— START Excerpt provided —

Section C: WITH RESPECT TO CONTRACT FOR SERVICES

  • Offers, conclusion of agreement and prices
    1. All requests, orders and offers by F4U, in any form whatsoever, are always free of obligation, unless explicitly stated otherwise.
    2. An agreement will be deemed to have been concluded following confirmation by F4U within 48 hours after the Contractor has sent the acceptance or, in the event that the offer is made by the contractor, when F4U accepts that offer.
  • Payment
    1. Payment will be made within 28 days of the invoice date.
    2. F4U is entitled at all times to set off its claims and of its directly or indirectly affiliated companies against the outstanding invoices of the Contractor addressed to F4U and/or of its directly or indirectly affiliated companies.
    3. Payment by F4U does not entail acknowledgement that the Contractor has (adequately and/or fully) fulfilled all its obligations to F4U.

 

  • Liability
    1. The Contractor is liable for and indemnifies F4U against any and all damage, of any kind whatsoever, that it or third parties suffer as a result of the performance by the Contractor.
    2. The Contractor indemnifies F4U against any third-party claims within the meaning of the first paragraph.
    3. The Contractor will take out adequate liability insurance within the meaning of this article, with exclusion of any recourse against F4U or its clients. The Contractor will, on request, allow F4U to inspect the policy.

 

  • Suspension and termination
    1. If the Contractor fails to comply with any obligations arising from the agreement or other agreements that ensue from it, or in the event that the Contractor fails to do so properly and in a timely manner, and/or in the event that the Contractor goes bankrupt, the Contractor is granted a suspension of payments, attachment is levied on the Contractor’s goods or assets, the Contractor’s business is shut down, the environmental permit is revoked, or in the event of liquidation or any other comparable situation within or at the Contractor’s business, the Contractor will be in default by operation of law and without any notice of default being required.
    2. In the circumstances referred to in the preceding paragraph, F4U will be entitled to terminate the agreement in whole or in part and/or suspend its payment obligations and/or transfer the performance of the agreement to third parties in whole or in part, without being obliged to pay any compensation and without prejudice to any other rights that are vested in it, such as the right to full compensation of damage and the reimbursement of costs.
    3. In the case referred to in paragraph 1 of this article, any and all claims that F4U may have or acquire against the Contractor will become due and payable immediately.

— END Excerpt provided —
— START Data lines —

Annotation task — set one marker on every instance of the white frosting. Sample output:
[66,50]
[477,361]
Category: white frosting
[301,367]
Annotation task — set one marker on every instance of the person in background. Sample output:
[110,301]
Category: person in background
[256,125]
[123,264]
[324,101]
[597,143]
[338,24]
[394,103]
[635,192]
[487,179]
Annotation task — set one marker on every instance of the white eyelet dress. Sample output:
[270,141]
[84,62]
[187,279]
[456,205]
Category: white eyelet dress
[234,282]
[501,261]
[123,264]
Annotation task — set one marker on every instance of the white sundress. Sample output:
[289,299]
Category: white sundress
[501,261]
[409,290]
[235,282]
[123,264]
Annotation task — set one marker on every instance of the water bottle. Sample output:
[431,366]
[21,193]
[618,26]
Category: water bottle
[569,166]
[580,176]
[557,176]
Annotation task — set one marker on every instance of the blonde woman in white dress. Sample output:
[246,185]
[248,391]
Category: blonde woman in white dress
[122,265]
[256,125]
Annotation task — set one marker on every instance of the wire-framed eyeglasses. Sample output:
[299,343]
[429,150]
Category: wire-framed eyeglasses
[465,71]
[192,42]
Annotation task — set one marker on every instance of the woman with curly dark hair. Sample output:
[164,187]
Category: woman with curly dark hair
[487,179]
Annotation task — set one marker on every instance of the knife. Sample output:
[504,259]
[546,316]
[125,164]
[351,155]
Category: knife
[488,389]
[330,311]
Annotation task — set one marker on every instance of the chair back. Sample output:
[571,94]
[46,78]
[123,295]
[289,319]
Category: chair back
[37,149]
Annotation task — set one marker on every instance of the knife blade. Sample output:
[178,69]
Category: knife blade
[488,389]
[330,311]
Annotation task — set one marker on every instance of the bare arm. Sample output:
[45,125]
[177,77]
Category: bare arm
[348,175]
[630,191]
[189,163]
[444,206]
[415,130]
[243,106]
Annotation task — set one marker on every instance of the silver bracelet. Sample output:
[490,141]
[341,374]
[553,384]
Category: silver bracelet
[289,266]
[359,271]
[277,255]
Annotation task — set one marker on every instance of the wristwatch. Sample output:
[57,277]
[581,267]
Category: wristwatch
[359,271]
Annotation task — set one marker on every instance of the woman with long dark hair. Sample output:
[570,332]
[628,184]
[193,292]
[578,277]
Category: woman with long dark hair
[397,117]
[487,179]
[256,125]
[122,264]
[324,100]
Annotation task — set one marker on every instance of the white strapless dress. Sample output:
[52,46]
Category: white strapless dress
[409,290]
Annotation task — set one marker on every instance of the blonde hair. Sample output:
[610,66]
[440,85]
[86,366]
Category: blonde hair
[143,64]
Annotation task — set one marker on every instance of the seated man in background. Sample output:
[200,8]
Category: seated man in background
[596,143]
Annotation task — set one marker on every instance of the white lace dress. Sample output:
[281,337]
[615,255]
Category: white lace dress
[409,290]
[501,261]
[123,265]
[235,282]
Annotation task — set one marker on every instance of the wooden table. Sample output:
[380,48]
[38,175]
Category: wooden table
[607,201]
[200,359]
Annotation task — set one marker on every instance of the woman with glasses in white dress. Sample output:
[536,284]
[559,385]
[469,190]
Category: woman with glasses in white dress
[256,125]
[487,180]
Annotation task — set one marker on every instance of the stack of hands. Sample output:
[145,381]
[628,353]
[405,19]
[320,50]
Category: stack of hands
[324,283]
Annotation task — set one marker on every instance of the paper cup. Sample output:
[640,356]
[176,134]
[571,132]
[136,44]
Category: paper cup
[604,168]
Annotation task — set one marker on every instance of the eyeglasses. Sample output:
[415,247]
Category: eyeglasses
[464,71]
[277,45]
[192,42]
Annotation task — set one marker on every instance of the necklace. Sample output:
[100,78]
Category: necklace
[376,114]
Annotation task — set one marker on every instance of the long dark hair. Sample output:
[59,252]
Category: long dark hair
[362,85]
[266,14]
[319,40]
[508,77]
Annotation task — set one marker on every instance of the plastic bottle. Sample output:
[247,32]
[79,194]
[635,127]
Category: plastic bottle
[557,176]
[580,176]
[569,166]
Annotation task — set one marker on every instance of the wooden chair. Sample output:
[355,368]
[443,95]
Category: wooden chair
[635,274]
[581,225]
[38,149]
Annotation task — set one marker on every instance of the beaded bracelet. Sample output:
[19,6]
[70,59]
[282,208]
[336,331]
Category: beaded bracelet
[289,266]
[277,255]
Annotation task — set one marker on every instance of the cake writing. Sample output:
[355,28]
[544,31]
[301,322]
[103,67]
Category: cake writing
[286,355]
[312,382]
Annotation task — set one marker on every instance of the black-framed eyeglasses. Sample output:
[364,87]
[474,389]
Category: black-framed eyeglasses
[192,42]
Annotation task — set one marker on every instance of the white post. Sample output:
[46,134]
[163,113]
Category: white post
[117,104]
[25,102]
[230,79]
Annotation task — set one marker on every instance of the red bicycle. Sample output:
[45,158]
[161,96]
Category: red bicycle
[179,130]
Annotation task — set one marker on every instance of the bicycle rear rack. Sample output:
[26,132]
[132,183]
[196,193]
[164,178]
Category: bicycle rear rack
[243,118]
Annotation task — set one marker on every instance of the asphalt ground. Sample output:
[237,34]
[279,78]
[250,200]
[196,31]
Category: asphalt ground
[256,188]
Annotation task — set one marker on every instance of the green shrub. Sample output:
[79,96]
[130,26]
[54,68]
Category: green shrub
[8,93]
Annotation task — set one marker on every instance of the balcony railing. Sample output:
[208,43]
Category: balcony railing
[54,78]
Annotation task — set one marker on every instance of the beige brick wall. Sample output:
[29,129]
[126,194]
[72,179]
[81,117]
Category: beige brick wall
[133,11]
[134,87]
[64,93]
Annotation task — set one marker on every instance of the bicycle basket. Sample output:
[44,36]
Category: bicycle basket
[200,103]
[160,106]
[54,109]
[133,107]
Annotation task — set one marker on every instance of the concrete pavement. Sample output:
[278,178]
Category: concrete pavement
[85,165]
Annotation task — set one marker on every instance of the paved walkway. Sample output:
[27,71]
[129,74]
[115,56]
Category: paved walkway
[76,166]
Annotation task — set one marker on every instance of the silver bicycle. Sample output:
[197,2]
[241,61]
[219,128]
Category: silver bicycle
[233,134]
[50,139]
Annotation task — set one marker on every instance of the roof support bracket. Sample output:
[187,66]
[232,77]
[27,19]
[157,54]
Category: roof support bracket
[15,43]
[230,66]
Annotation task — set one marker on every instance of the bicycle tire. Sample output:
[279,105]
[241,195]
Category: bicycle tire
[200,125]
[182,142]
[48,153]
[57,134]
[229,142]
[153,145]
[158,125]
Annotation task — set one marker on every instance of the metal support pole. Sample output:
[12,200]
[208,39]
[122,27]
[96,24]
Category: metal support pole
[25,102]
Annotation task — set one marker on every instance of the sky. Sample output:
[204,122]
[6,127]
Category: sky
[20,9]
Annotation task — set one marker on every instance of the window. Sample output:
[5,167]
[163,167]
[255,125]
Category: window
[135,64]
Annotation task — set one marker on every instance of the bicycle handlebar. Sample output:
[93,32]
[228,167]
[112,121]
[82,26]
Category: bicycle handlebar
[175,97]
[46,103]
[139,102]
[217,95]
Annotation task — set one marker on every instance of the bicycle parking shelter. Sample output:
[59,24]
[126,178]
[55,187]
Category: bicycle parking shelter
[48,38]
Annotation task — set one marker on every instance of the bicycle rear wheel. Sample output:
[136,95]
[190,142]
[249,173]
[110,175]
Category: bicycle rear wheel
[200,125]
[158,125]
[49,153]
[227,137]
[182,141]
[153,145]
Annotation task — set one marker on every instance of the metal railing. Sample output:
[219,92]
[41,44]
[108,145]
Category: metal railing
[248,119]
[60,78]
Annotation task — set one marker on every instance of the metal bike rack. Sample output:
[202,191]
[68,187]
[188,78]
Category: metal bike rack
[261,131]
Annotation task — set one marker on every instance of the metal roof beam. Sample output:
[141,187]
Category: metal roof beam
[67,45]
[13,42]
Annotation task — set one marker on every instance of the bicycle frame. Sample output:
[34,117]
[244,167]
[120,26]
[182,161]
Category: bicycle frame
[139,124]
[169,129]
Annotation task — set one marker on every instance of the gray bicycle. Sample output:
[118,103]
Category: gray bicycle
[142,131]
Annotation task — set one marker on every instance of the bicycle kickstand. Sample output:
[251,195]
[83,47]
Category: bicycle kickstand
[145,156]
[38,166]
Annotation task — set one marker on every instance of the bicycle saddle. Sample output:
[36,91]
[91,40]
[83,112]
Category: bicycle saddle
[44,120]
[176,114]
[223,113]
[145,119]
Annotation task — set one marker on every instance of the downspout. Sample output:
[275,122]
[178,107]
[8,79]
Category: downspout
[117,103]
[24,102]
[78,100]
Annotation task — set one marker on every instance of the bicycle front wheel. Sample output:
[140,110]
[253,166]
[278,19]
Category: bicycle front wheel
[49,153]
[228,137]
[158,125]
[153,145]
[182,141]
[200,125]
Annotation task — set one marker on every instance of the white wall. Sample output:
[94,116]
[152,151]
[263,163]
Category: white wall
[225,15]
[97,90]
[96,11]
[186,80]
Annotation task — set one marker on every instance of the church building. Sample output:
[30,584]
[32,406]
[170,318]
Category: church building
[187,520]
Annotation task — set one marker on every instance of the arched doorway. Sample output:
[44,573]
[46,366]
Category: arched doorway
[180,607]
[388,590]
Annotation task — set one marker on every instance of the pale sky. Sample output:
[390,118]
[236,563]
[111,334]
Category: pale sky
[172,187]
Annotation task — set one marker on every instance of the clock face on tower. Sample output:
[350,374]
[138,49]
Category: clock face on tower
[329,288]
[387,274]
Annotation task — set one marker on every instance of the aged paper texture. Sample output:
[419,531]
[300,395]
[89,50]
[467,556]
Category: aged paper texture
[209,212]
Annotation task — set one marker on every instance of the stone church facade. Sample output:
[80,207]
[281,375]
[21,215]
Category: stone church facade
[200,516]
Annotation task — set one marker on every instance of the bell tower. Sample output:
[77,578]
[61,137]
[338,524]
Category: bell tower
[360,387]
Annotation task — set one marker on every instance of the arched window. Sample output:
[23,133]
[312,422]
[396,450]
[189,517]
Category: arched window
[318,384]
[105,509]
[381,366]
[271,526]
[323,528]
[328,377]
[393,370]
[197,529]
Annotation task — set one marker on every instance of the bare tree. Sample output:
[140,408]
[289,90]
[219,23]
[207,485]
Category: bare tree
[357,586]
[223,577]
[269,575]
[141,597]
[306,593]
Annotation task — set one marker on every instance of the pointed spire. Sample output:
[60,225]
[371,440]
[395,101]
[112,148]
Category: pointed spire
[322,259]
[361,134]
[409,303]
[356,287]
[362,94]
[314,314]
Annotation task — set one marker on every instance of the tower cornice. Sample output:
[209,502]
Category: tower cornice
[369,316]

— END Data lines —

## Problem
Write the next part of the F4U contract-for-services terms, starting after the final clause of the suspension and termination section.

## Result for this task
 

  • Transfer
    1. The Contractor will not transfer the performance of its obligations under the agreement to third parties in full or in part without the prior written permission of F4U.

Section D: WITH RESPECT TO SALES

  • Offers, quotes, conclusion of agreements and prices
    1. All offers and quotes by F4U are free of obligation, unless expressly stated otherwise.
    2. Agreements will be regarded as concluded:
      1. following the signing by both parties of an agreement;
      2. in the absence thereof, following the written acceptance and confirmation by F4U of an order placed by the Client;
      3. in the absence thereof, by the factual delivery of the sold Products.
    3. Further and/or supplementary agreements or changes will only be valid if agreed in writing by the parties.
    4. The person granting the assignment on behalf of the Client declares to be authorised to represent the Client and to have fulfilled all necessary formalities in that respect.
    5. Verbal commitments by and agreements with employees of F4U are binding only if and insofar as confirmed by us in writing.
    6. F4U may charge on price increases of more than 10% if between the time of acceptance and delivery price changes have occurred with respect to, for example, prices of the Product, exchange rates, wages, raw materials and packaging materials.

 

  • Delivery
    1. Delivery will be made from one of F4U’s locations (ExW Incoterms version 2010), unless agreed otherwise in writing. The Client will take receipt of the purchased Products at the agreed location(s).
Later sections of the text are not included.